Rewrite the lines from the one containing "In this exercise you will tag the metal" through the final line, replacing "metal pole" with "steel pole" and leaving everything else unchanged.

Excerpts from point annotation data:
────

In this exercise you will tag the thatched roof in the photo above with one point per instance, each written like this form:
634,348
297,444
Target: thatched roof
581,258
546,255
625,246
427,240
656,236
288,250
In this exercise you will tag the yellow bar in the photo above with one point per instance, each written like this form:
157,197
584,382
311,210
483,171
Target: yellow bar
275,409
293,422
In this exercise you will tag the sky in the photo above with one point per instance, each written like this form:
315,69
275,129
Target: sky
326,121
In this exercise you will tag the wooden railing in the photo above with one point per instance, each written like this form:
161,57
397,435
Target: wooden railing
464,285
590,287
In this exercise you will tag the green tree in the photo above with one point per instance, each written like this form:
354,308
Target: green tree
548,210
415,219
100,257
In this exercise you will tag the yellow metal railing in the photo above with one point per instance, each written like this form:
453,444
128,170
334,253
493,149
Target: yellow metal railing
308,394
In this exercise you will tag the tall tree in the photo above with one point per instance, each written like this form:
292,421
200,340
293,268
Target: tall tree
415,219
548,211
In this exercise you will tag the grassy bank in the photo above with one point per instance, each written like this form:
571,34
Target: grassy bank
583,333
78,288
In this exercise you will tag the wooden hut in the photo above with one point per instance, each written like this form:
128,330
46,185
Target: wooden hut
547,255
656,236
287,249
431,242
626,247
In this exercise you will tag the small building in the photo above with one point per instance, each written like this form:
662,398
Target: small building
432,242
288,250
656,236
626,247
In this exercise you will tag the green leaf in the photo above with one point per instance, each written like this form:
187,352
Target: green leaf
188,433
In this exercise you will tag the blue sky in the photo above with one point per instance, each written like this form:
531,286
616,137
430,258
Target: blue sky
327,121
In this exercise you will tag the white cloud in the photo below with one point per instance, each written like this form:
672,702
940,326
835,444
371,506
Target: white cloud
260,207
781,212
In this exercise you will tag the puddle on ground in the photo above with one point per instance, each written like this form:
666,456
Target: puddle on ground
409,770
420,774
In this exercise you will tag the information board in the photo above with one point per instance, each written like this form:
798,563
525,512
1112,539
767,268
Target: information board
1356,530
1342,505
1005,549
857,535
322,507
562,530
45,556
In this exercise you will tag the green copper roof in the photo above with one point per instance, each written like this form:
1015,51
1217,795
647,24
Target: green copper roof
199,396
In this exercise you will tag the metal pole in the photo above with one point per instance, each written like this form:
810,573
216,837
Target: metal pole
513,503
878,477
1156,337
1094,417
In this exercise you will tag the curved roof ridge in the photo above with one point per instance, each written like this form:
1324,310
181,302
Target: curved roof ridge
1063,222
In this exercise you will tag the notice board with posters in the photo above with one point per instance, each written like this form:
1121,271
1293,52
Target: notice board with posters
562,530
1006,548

────

Exercise result:
In this exercise you will tag the steel pole in the photo above with one point per instance, each written like this form:
810,573
216,837
Target: steel pole
513,503
878,477
1156,337
1094,417
In this exercise you will tag the curved roof ridge in the photo above with one point per instance, each written like this form:
1324,310
181,302
Target: curved roof ridge
1063,222
In this exercise you will tag the notice board with posters in the photo above with one point per instance, each written like this form:
1121,271
1293,52
Target: notice board with posters
562,530
1006,548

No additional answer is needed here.